> **Task data**:

• • • •

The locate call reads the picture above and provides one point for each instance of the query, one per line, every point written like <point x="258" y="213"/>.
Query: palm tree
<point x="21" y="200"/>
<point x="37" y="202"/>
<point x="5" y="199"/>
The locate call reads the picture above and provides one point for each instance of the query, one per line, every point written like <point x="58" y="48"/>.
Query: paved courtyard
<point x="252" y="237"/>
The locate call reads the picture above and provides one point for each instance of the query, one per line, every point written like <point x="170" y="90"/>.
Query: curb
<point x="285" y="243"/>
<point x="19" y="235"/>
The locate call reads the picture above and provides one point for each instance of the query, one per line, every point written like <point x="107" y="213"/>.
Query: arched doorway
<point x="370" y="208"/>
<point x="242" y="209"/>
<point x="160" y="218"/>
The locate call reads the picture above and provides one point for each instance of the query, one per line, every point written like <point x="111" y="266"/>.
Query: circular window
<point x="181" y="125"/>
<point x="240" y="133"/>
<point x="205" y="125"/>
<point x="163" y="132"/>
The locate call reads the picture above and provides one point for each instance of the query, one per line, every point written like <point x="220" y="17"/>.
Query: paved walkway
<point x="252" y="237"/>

• • • •

> **Exercise directions**:
What's wanted here is every record, retyped exactly as shown above.

> **Answer to the exercise**:
The locate call reads the picture above and provides one point for each instance of the query, one per line, every point written like <point x="258" y="213"/>.
Query: palm tree
<point x="21" y="200"/>
<point x="37" y="202"/>
<point x="5" y="199"/>
The locate call reads the picture above and provides one point for each instance of the query, one per line, every point written like <point x="58" y="48"/>.
Query: paved courtyard
<point x="252" y="237"/>
The locate call reads the picture above and provides one point for each instance of the query, one per line, every point written like <point x="170" y="90"/>.
Query: curb
<point x="285" y="243"/>
<point x="19" y="235"/>
The locate call reads the picture above and provides one point for each instance of the query, one per line, every point written like <point x="107" y="213"/>.
Query: arched doorway
<point x="370" y="208"/>
<point x="242" y="209"/>
<point x="160" y="218"/>
The locate call reads the picture above and provides one point for each instance of the query, one per line, every point written like <point x="111" y="266"/>.
Query: circular window
<point x="181" y="125"/>
<point x="240" y="133"/>
<point x="205" y="125"/>
<point x="163" y="132"/>
The locate call reads the picture above and provides one point for each instance of the query, one per line, every point written like <point x="220" y="17"/>.
Query: paved walkway
<point x="252" y="237"/>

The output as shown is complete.